— GOAL OF THE EXERCISE —
Tally how many of the lines below include the string "facade". Reply with the number alone.

— EXERCISE DATA —
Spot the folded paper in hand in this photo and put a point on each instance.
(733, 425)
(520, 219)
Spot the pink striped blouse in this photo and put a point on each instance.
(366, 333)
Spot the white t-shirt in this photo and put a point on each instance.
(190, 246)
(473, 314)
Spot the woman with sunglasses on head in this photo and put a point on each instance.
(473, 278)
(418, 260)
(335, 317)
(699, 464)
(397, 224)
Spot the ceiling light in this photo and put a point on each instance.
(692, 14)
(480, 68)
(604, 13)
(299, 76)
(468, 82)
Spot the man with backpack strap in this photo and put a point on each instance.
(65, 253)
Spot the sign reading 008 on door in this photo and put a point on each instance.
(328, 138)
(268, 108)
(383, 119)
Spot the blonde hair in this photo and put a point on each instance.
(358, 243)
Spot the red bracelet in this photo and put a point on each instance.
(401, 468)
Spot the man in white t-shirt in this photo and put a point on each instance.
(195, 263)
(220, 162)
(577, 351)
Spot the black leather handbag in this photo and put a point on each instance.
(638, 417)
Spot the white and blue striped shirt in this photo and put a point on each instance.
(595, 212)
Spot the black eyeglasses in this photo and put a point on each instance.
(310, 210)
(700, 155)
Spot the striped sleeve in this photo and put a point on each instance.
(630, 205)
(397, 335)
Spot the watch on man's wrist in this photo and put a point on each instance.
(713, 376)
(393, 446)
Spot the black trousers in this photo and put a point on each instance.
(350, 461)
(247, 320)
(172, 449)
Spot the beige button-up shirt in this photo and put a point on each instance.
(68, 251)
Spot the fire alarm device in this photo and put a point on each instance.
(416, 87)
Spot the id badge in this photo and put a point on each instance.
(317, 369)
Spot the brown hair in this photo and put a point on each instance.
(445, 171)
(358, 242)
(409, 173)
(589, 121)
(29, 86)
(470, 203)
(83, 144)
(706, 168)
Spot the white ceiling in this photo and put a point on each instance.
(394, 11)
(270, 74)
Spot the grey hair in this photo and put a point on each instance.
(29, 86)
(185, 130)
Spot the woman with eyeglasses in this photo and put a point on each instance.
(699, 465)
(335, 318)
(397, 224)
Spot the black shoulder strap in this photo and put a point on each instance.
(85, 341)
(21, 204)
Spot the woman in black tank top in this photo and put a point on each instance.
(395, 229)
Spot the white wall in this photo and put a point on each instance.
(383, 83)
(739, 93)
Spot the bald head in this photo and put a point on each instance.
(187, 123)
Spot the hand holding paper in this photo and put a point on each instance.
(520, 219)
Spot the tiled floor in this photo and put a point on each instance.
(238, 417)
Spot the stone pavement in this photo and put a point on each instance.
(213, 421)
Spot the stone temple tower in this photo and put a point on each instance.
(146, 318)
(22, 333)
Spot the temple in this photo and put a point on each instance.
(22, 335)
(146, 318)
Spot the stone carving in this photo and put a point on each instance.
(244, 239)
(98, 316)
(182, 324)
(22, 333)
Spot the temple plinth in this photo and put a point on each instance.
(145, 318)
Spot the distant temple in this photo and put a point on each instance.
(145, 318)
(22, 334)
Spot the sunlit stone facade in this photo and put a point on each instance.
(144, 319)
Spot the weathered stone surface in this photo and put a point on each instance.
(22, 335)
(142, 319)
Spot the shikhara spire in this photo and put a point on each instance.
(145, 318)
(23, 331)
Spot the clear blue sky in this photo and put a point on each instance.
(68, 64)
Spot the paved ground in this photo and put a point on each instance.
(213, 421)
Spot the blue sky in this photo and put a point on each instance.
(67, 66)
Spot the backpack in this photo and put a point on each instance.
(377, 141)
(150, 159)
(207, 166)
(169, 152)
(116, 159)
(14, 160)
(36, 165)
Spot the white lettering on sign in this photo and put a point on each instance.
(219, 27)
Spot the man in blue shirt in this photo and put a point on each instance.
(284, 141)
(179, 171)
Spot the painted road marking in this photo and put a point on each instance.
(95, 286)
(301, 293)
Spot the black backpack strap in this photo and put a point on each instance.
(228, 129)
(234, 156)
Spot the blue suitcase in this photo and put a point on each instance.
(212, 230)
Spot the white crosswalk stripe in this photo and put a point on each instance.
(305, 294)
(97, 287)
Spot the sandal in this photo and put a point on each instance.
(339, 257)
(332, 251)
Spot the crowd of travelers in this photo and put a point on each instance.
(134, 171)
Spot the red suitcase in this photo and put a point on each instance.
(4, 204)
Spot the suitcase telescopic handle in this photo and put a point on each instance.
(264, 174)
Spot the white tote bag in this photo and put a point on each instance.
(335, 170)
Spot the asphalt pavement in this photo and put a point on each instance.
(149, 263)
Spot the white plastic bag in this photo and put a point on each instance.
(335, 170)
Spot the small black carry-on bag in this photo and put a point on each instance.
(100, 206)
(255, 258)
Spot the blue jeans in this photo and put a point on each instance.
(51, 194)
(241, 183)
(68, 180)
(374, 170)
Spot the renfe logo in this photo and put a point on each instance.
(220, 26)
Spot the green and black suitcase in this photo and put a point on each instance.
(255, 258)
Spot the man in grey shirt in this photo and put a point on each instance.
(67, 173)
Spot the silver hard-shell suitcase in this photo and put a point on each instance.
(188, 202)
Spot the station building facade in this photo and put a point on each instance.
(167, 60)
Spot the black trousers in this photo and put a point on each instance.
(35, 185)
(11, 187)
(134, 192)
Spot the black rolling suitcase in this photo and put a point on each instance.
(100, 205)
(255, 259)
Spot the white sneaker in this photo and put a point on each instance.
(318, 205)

---

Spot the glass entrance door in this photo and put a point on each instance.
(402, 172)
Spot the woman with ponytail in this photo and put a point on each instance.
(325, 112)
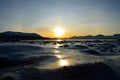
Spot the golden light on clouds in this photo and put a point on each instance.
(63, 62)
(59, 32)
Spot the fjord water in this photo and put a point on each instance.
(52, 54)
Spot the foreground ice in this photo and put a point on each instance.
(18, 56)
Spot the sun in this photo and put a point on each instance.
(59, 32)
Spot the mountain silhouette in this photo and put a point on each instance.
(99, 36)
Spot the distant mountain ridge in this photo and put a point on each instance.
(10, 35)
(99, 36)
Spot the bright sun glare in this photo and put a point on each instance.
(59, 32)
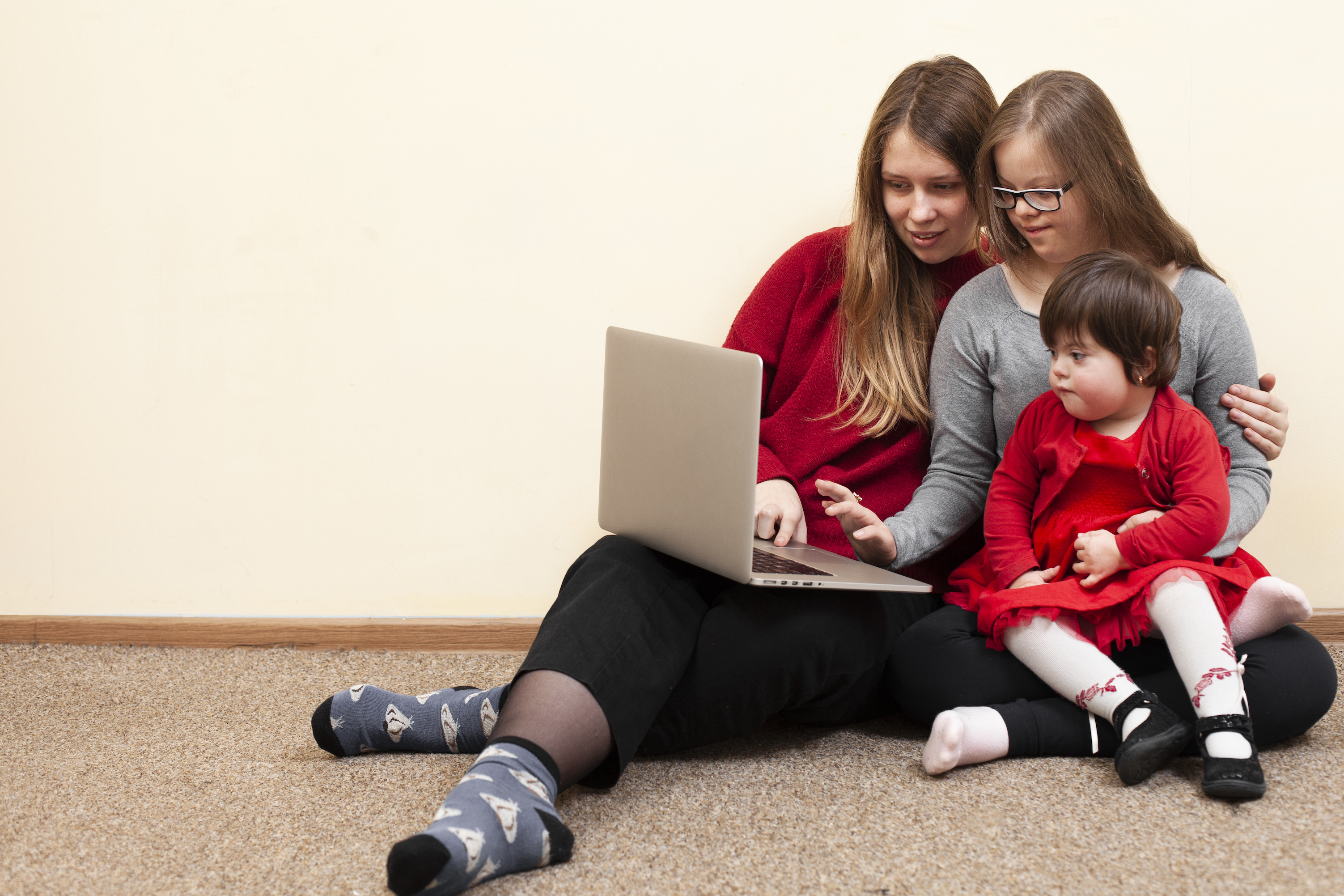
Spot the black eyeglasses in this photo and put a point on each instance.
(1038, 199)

==

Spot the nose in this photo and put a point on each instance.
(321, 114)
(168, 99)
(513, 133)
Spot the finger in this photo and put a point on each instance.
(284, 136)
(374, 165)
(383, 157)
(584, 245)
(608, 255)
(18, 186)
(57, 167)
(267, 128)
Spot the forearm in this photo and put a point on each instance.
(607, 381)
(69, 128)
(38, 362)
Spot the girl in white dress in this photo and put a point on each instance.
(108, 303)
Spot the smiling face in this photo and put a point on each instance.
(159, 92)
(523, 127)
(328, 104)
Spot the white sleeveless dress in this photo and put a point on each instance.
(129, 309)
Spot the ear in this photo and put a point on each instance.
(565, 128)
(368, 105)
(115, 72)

— ANSWER TO THE TASK —
2